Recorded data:
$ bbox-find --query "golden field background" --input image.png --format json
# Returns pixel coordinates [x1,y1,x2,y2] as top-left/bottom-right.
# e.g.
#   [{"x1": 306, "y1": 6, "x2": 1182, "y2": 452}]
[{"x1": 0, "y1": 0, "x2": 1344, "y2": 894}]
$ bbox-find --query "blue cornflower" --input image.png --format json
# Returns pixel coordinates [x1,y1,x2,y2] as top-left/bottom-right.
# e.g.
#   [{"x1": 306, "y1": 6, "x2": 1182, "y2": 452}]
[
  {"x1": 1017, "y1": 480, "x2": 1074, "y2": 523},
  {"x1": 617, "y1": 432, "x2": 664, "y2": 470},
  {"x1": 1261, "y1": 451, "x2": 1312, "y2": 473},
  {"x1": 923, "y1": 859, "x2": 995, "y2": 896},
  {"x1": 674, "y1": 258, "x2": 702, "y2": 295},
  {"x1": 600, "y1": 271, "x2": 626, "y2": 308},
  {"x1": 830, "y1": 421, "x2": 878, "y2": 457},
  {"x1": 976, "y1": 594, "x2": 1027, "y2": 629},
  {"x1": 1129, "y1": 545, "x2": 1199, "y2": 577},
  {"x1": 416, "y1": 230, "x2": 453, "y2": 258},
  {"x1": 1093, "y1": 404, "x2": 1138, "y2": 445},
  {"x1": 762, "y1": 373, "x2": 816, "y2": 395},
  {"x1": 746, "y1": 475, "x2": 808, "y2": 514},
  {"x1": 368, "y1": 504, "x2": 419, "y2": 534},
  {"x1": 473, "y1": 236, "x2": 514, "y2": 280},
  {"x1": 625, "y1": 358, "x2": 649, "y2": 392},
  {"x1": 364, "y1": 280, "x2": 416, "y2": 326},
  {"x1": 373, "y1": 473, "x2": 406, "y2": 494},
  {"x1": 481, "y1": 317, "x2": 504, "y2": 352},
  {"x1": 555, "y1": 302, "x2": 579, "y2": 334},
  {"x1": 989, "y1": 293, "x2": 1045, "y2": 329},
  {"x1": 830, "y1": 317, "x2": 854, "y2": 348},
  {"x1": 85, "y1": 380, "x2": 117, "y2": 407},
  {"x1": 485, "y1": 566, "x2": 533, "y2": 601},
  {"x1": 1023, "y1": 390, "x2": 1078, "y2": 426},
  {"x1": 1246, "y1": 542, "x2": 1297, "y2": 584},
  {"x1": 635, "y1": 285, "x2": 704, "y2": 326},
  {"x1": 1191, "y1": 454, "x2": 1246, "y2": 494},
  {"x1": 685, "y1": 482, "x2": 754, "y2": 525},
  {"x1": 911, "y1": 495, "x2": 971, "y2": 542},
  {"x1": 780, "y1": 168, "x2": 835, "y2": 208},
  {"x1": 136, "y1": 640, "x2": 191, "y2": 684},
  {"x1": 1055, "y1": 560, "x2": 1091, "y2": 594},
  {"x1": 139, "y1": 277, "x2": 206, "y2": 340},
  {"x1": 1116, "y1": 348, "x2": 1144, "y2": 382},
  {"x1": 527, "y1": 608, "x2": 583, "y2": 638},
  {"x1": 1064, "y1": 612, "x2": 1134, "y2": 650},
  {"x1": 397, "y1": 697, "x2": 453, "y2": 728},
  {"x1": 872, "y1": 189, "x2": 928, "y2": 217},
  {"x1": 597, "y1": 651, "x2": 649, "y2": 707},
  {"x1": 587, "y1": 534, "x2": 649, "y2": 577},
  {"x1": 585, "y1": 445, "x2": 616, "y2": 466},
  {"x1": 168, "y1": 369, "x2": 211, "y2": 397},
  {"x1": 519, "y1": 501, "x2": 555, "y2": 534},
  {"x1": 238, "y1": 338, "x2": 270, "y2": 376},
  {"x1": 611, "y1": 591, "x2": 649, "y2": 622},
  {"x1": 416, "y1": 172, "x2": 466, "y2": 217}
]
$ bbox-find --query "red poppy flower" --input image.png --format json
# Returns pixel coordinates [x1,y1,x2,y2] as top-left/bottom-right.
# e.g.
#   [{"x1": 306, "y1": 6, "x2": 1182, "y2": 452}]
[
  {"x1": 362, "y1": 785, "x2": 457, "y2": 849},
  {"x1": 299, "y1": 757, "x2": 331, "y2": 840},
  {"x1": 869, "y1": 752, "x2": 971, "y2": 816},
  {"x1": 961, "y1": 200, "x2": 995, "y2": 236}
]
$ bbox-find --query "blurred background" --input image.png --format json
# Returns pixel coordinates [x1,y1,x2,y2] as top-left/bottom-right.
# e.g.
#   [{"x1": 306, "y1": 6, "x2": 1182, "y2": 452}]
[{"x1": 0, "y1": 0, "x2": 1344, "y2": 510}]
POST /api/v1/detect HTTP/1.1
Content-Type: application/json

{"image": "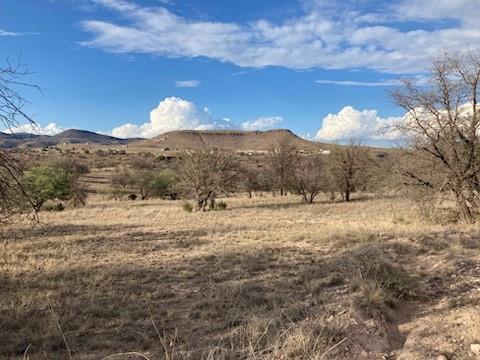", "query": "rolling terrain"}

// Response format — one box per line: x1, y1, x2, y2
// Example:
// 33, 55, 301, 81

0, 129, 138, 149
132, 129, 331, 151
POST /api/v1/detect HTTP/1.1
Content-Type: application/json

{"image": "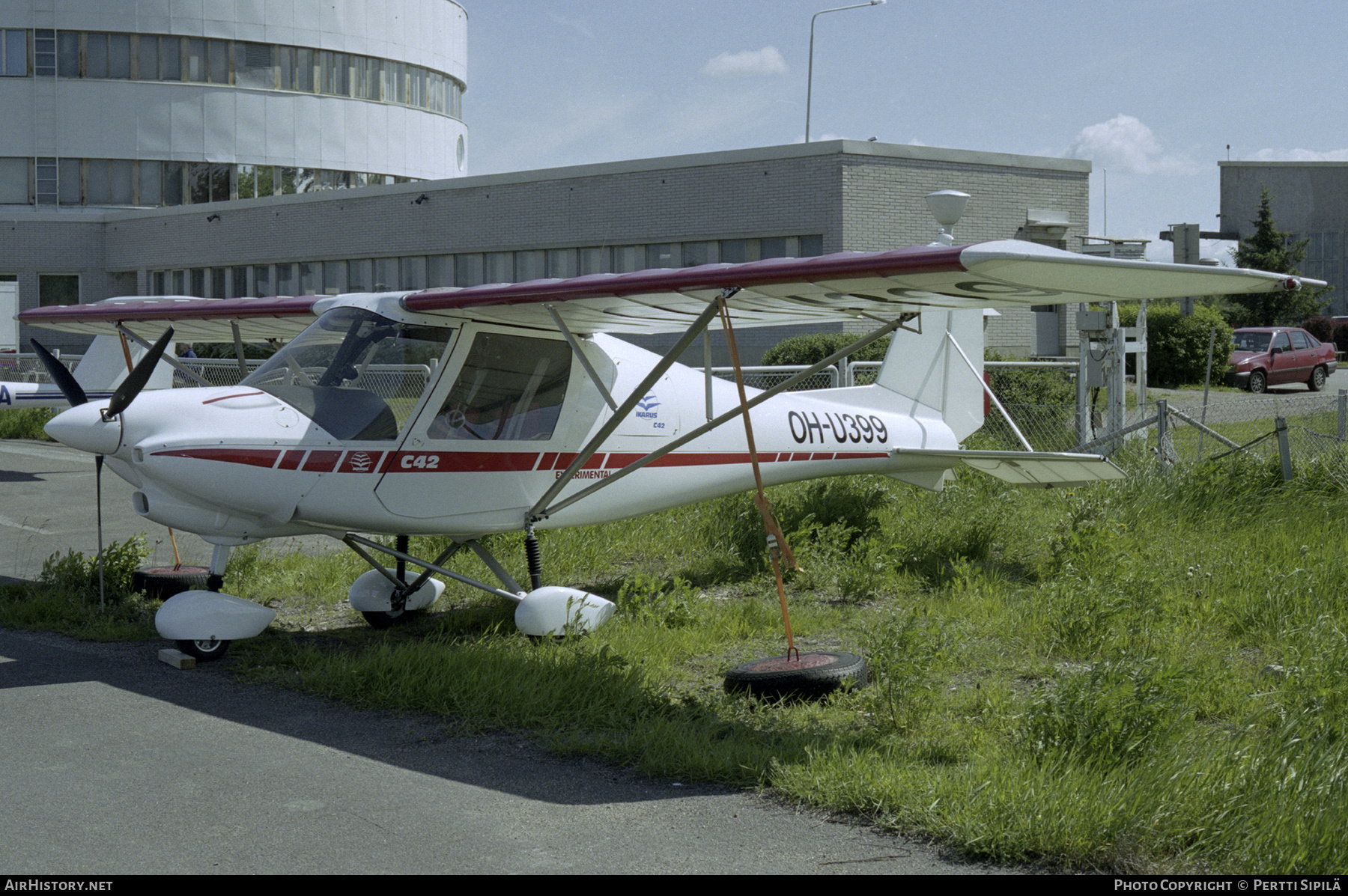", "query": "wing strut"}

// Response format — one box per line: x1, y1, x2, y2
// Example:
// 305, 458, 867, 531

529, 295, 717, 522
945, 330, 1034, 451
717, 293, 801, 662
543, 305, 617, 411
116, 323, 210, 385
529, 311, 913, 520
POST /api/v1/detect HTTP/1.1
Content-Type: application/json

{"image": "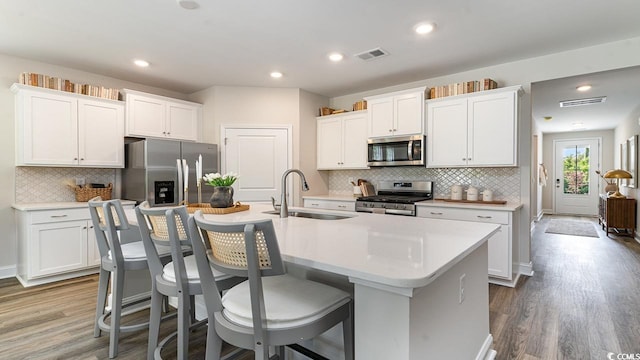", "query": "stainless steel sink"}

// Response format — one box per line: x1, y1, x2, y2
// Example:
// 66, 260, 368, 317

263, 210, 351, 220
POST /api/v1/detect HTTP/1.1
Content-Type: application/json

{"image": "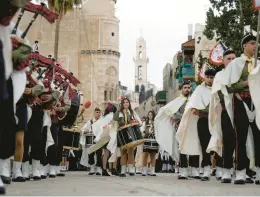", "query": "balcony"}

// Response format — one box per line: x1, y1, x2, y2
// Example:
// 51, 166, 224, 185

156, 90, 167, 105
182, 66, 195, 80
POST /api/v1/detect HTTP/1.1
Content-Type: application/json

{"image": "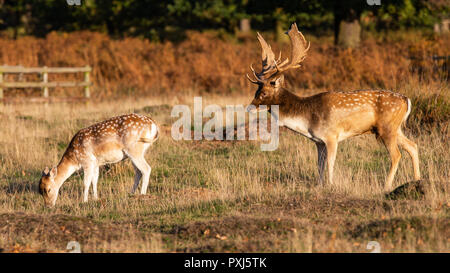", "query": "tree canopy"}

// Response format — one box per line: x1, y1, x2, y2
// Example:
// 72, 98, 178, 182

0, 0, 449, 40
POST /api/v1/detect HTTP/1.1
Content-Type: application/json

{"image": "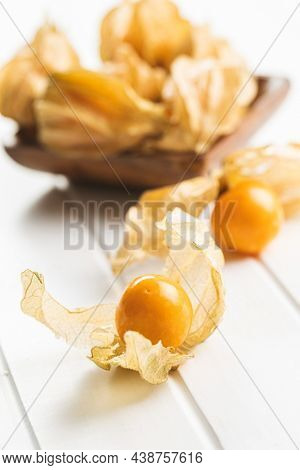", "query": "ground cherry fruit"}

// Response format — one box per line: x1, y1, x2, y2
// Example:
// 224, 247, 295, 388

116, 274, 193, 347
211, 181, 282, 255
--
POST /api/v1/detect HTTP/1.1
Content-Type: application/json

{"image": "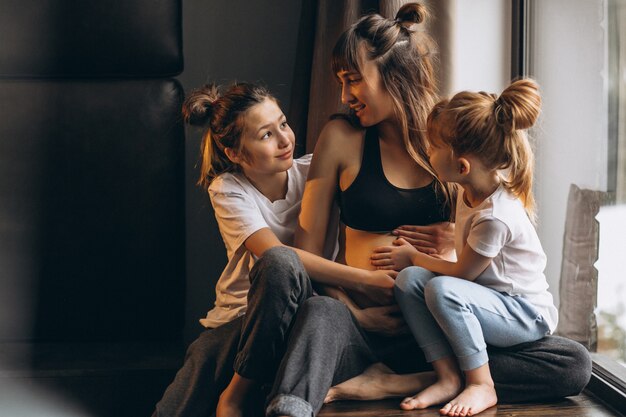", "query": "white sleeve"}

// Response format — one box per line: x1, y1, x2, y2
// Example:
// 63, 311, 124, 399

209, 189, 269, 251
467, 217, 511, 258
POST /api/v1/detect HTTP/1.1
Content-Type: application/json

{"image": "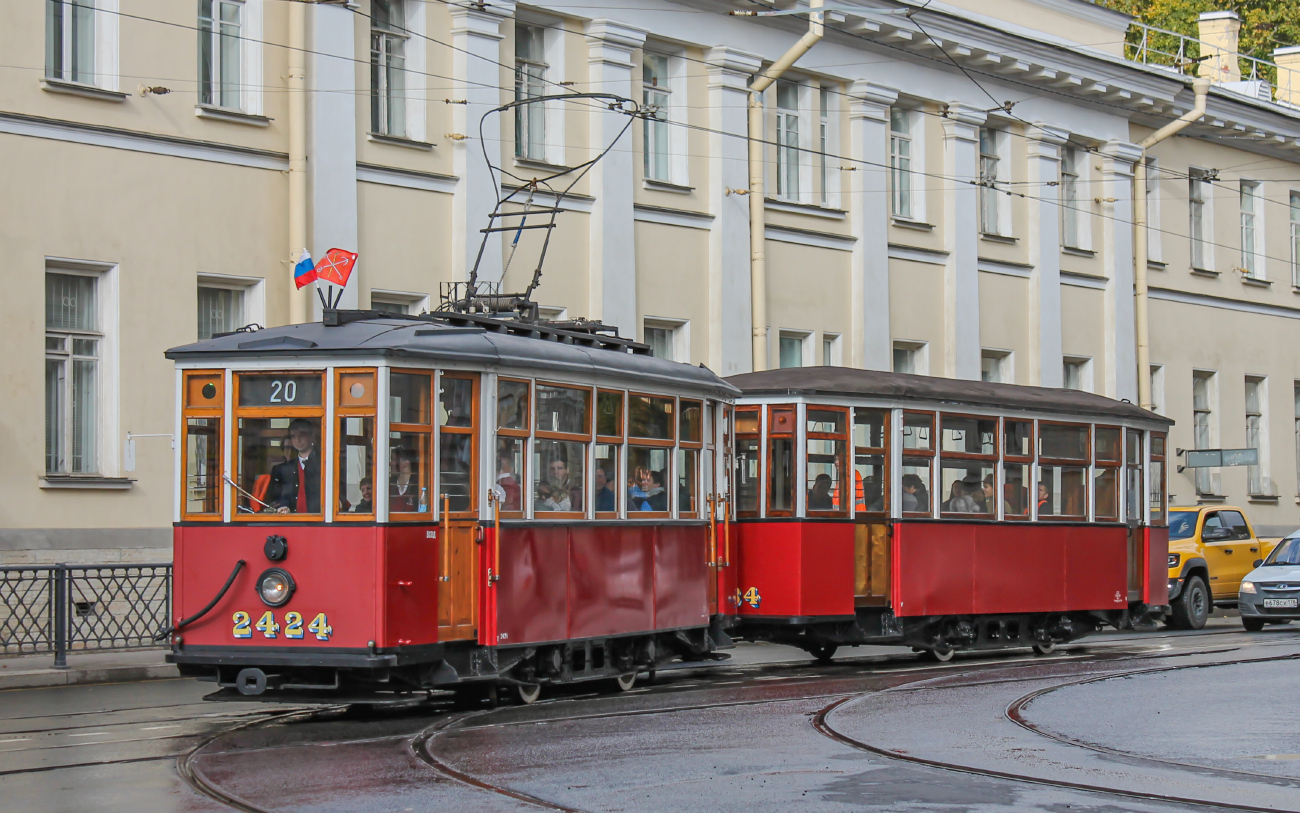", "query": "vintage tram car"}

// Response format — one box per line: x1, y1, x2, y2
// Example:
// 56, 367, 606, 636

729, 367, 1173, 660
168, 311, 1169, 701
==
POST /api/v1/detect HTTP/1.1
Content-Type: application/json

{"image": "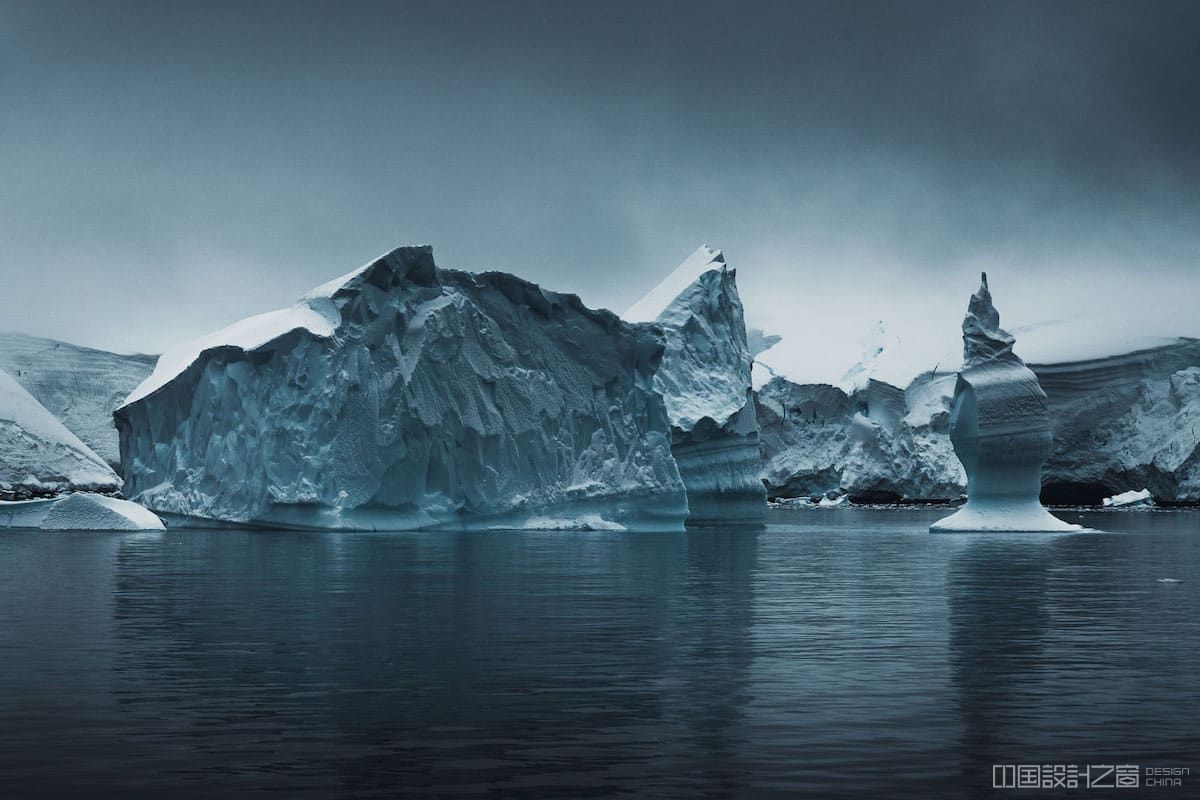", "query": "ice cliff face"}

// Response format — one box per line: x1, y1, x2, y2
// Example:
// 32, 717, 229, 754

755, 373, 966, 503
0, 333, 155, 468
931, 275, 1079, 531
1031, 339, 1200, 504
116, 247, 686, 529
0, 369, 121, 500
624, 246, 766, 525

# Required work
Count the lines in the recorded data above that contain the string "bbox", matching case exactly. Give only the number.

# Written answer
4